PAGE:
##############################
# Heat & Glo gas log issue



## Retired Guy (May 12, 2012)

We had a set of Heat & Glo, GO24-IPI-NG gas logs installed this past January. After installation, there was an issue with the remote transmitter not functioning and the installing dealer replaced the transmitter and receiver. Everything worked fine until today when the logs ignited by themselves. Remote still indicated OFF, no one in the room. I used the remote to turn the logs off and they responded. I then shut the gas supply off. I have no idea why the logs malfunctioned. Does anyone have experience with this type of malfunction with the Hearth & Home Smart-Batt II remote Control Kits? Is there a manual system that could be used instead of this unit? Is there a reliable remote control system available? Should I just kiss $2600 goodby and toss these in the street?


----------



## Retired Guy (May 14, 2012)

Followup.

Went to the dealer today and learned that it's not uncommon for the smart Batt II system to be energized by radio signals in the area, not just those from the remote. He is taking out the remote and replacing it with a manual switch.
We will sleep much better.


----------



## mygasfireplacerepair (May 14, 2012)

As a Heat & Glo dealer, I can say we have had a lot of problems with these remotes.  Sadly, most of the time, they just don't work.  I've never had one turn on randomly though.  Most of the time they won't turn on. Maybe the receiver overheated or the milivolt wires melted together?


----------



## pyrotom (May 31, 2012)

The Heat & Glo IPI system is run by a DEXEN valve on a pair of D batteries. It is a simple system. You can put a simple switch in there (White Mountain Hearth ships a log switch with every set of millivolt logs, we have a pile of them out back) or you can change to a SKYTECH 1001A, which is a much more trouble-free remote control.


----------



## Don2222 (Jun 10, 2012)

Retired Guy said:


> Followup.
> 
> Went to the dealer today and learned that it's not uncommon for the smart Batt II system to be energized by radio signals in the area, not just those from the remote. He is taking out the remote and replacing it with a manual switch.
> We will sleep much better.


 
Hello

I have a Heat N Glo with a remote also. I have not had that problem but one of my friends did. One thing I did find, is that the remote does not seem to be accurate in turning the unit on/off to adjust the set temp. So I put a millivolt T-Stat on the wall and wow that works great! I also have a manual switch next to the T-Stat so if I just want a fire, I can just flip it on!


----------
##############################
ITEMS:
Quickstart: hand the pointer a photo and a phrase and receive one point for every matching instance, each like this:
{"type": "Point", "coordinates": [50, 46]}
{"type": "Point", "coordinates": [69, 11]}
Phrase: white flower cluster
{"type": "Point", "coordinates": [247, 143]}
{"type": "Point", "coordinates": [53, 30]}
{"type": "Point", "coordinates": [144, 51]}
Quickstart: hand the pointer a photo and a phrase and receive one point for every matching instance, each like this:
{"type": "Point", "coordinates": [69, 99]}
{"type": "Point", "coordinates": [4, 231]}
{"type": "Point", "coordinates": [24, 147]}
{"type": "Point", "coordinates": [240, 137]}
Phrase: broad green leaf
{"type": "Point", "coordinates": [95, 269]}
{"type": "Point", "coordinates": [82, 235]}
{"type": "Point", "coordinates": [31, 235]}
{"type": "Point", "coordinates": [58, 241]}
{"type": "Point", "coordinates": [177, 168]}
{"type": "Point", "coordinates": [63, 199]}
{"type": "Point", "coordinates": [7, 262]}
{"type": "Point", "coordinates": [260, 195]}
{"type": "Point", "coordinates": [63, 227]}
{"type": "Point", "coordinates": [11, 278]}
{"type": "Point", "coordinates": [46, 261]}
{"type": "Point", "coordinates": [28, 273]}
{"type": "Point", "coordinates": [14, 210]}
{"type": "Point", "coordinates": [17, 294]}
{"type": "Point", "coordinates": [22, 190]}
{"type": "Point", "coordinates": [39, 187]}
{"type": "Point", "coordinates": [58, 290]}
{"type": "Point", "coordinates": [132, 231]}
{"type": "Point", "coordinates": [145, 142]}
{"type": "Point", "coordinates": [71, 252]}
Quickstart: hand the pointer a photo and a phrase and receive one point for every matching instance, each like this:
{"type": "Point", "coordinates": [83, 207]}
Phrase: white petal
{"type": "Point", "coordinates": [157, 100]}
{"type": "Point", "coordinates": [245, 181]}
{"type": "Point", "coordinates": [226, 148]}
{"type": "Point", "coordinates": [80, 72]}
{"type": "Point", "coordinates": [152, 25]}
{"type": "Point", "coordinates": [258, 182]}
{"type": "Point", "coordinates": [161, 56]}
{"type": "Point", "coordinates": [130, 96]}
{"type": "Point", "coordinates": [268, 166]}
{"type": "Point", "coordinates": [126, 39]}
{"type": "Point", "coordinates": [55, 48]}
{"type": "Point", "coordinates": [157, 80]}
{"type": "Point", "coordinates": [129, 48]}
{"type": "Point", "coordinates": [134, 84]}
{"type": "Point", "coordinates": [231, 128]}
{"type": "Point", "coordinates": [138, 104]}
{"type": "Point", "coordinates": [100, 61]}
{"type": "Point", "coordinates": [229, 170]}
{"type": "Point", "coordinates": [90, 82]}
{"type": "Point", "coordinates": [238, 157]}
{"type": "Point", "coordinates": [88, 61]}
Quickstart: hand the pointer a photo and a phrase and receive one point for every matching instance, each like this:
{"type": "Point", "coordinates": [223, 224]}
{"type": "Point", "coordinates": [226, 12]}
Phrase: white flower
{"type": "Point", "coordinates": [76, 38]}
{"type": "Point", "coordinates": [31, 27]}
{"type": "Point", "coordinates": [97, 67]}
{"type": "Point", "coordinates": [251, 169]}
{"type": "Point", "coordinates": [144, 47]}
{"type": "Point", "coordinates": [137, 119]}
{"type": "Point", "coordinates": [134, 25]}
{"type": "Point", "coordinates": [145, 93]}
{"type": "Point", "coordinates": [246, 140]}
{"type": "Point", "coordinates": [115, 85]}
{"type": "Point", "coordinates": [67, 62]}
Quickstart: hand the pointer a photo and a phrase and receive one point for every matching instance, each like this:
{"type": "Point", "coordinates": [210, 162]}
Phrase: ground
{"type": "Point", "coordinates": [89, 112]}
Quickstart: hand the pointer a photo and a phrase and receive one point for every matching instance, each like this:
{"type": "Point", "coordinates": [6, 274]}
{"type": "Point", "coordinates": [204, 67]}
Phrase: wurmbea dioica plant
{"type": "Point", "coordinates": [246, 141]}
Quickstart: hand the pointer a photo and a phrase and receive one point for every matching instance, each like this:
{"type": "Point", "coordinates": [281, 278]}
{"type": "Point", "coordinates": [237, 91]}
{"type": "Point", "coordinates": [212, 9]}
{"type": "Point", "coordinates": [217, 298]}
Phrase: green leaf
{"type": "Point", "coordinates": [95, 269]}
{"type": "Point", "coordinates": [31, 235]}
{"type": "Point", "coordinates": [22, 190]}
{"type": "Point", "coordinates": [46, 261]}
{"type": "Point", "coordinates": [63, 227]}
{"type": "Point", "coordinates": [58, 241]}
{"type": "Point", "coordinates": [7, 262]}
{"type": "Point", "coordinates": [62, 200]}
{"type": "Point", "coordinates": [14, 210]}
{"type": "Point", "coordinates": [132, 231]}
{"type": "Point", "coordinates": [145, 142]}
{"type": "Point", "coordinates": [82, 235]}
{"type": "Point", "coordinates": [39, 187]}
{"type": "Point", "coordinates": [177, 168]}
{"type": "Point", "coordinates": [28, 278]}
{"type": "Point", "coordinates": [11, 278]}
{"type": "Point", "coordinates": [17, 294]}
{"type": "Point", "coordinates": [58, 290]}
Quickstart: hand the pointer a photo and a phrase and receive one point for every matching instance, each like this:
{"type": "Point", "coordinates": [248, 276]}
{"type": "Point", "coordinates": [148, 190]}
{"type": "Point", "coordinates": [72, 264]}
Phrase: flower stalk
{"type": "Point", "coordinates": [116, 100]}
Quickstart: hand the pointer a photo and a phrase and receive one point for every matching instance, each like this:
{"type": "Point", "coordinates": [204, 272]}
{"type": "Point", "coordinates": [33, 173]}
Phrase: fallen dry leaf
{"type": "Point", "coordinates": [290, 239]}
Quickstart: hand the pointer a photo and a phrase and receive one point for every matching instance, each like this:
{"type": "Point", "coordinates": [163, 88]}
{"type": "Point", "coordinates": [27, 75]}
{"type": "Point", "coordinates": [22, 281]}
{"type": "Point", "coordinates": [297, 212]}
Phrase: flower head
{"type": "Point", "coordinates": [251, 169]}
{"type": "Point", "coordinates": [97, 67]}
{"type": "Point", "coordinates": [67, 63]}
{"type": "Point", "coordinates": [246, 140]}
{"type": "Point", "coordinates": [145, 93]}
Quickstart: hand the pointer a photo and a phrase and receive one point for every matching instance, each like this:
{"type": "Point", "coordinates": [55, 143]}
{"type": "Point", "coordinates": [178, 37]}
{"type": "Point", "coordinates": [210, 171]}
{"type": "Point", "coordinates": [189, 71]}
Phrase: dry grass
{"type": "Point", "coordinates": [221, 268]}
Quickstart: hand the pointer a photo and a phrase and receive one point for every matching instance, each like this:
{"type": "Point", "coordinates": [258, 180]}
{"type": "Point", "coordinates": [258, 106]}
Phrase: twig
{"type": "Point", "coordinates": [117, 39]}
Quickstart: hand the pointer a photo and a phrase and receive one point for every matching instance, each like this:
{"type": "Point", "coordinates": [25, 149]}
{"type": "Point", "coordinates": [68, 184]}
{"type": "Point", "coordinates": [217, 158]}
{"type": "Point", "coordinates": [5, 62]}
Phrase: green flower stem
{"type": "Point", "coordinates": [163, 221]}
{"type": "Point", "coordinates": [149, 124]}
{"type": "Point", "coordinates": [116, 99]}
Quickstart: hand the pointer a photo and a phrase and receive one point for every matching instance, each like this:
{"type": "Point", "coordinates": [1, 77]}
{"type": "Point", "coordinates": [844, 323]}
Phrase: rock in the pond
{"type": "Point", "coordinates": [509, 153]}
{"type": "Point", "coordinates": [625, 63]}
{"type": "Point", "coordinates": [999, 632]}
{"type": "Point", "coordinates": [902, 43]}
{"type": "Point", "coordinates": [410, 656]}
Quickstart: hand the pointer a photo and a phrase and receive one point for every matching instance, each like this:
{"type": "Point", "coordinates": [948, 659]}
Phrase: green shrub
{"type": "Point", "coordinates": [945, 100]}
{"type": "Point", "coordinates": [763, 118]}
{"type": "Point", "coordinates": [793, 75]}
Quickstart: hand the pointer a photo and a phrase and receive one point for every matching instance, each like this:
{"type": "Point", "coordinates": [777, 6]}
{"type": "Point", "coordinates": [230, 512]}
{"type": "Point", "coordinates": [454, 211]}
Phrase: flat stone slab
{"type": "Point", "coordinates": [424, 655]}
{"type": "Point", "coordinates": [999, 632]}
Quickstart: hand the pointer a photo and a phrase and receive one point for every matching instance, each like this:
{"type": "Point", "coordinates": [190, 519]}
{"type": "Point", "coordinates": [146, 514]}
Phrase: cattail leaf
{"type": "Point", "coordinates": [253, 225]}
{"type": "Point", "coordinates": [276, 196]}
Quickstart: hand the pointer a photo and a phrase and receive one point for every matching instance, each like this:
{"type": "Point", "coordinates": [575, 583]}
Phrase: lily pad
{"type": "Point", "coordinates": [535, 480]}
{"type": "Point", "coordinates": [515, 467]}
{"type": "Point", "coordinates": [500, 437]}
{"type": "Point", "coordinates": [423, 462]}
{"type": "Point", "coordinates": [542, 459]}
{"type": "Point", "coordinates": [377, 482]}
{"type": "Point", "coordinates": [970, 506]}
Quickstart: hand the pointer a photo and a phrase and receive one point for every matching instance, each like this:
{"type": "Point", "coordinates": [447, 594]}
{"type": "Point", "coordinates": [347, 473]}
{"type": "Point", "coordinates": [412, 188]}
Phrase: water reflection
##############################
TASKS FOR THIS EXERCISE:
(A) Return the passage of the gas log thread above from "As a Heat &" up to and including "trouble-free remote control.", copied word for word.
(B) Pick out every line in the rows above that contains the string "leaf", matching case exactly, and copy each one.

COMPLETED EXERCISE:
(A)
As a Heat & Glo dealer, I can say we have had a lot of problems with these remotes.  Sadly, most of the time, they just don't work.  I've never had one turn on randomly though.  Most of the time they won't turn on. Maybe the receiver overheated or the milivolt wires melted together?


----------



## pyrotom (May 31, 2012)

The Heat & Glo IPI system is run by a DEXEN valve on a pair of D batteries. It is a simple system. You can put a simple switch in there (White Mountain Hearth ships a log switch with every set of millivolt logs, we have a pile of them out back) or you can change to a SKYTECH 1001A, which is a much more trouble-free remote control.

(B)
Phrase: broad green leaf
Phrase: green leaf
Phrase: fallen dry leaf
Phrase: cattail leaf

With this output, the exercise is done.